Texte fourni:

C’est l’histoire d’un mec réalisateur de clips pour les autres. Un hipster qui cachait derrière barbe et casquette et une voix à la Léonard Cohen. Qui préférait offrir son talent plutôt que de l’exploiter à des fins personnelles. Son apprentissage du piano au conservatoire, il le gardait bien au chaud, privilégiant ses acquis plus récents dans le domaine de l’image. Illustrant en vidéo les musiques de Katy Perry, Taylor Swift, Nolwenn Leroy ou encore Moby, Drake et Yelle. L’objectif n’avait rien de philanthrope : il s’agissait de gagner assez d’argent pour pouvoir financer ses propres créations. Très onéreuses. Et ce, sans avoir à se rapprocher des grandes maisons de disque auxquelles il refuse de faire confiance. Naturellement, Yoann Lemoine n’a jamais abandonné ses premières amours. Son esthétique participe pleinement au projet Woodkid. « Je travaille selon un procédé artistique qui s’appelle en anglais « translation », c’est-à-dire des conversions. Cela consiste à traduire des émotions ou des sons en images et des images en sons. ». Ainsi les percussions sont-elles associées aux monstres de l’enfance. La fumée noire aux cuivres.

Contenu des données:
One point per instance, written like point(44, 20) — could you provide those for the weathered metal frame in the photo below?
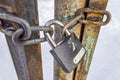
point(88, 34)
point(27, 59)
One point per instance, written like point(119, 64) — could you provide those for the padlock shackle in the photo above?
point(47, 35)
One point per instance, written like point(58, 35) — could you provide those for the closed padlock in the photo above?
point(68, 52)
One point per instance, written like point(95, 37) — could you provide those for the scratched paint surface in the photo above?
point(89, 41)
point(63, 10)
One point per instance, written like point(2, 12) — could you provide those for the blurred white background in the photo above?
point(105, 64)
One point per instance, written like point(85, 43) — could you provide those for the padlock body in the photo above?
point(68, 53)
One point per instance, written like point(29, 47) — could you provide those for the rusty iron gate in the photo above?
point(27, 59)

...

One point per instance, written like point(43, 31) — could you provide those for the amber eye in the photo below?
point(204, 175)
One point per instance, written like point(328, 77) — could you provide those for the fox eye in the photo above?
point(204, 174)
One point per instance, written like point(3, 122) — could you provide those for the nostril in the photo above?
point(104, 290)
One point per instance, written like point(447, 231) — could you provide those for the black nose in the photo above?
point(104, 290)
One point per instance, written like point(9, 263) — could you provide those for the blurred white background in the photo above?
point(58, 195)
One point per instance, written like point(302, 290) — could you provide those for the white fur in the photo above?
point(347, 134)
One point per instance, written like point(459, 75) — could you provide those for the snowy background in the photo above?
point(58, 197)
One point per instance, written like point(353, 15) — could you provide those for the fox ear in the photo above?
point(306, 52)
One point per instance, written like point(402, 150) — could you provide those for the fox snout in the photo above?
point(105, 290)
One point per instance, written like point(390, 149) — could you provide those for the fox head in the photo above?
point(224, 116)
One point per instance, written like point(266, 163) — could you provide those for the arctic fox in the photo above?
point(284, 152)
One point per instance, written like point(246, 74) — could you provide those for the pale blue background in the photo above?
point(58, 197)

...

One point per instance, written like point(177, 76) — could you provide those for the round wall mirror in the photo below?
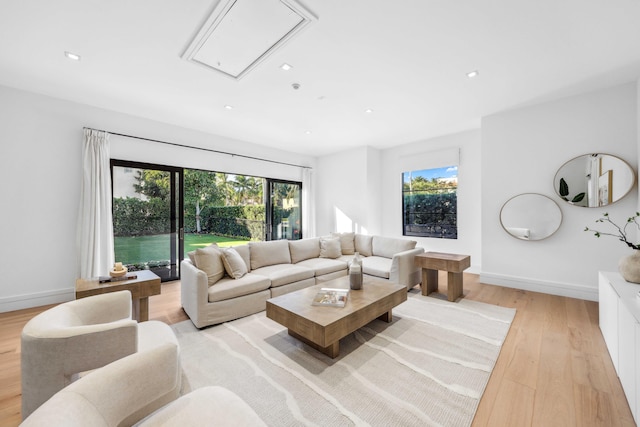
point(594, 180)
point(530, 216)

Série de consignes:
A – Répondez à ces questions sur le texte consacré à Yoann Lemoine :
(i) Où a-t-il appris le piano ?
(ii) Dans quel but réalisait-il des clips pour d'autres artistes ?
(iii) À quels instruments la fumée noire est-elle associée ?
B – Poursuivez le texte sur Yoann Lemoine et le projet Woodkid après sa dernière phrase.
Les lignes ne jouent aucun rôle dans ce travail.

Résultats attendus:
A –
(i) Au conservatoire.
(ii) Pour gagner assez d'argent afin de financer ses propres créations.
(iii) Aux cuivres.

B –
Buzz toujours, tu m’intéresses

Avant l’album « The Golden Age », sorti en mars dernier, il y eut un EP ett une chanson : « Iron. » Un véritable ovni auquel personne ne s’était attendu, en 2011. Le clip fait rapidement le tour d’internet. Pas une page Facebook, pas un compte Twitter n’y échappe. La classe du clip en noir et blanc ne laisse pas grand monde indifférent. Le défilé martial qu’il met en scène hante les internautes chaque jour plus nombreux à le visionner. Vint ensuite « Run Boy Run ». Intelligemment utilisé pour accompagner Usain Bolt sur la première marche du podium au Jeux Olympiques. Hasard des dates, certes, mais hasard heureux. L’artiste protéiforme n’en devient que plus connu à travers le monde. Propulsé en tête des chart-lists, il prend malgré tout le temps d’élaborer un projet complet. D’étoffer son personnage deux ans durant. « Woodkid, c’est le récit d’un enfant qui s’échappe de son environnement familial pour se créer son identité d’adulte. Un « enfant de bois » qui devient plus dur et se transforme en pierre. »

 

Communication bien huilée

Son succès, l’artiste le doit à une communication bien léchée. Au point que certains croient atteindre l’overdose. Lassés par un marketing aussi ingénieux qu’envahissant. Par des images qui engluent la mémoire. Un « Woodkid bashing » se développe sur la toile. Les détracteurs parlent d’un artiste en bois, voué à répéter inlassablement la même recette. Sans jamais innover après « Iron ». La presse en a-t-elle fait trop sur lui ? Peut-être bien. Car Woodkid incarne le succès à la française, à l’instar de Phoenix. Il alimente le chauvinisme. Contrairement à bien d’autres de ses contemporains, il sait s’exporter. Faire oublier sa nationalité. Alors oui, les élites l’adorent et le font savoir. Lui faisant paradoxalement perdre de sa crédibilité à force de parler de son génie. Yoann a également su s’entourer des bonnes personnes. Collaborer avec ses amis tels que les membres de The Shoes.« J’aime travailler avec des gens que je connais et dont je respecte le travail. »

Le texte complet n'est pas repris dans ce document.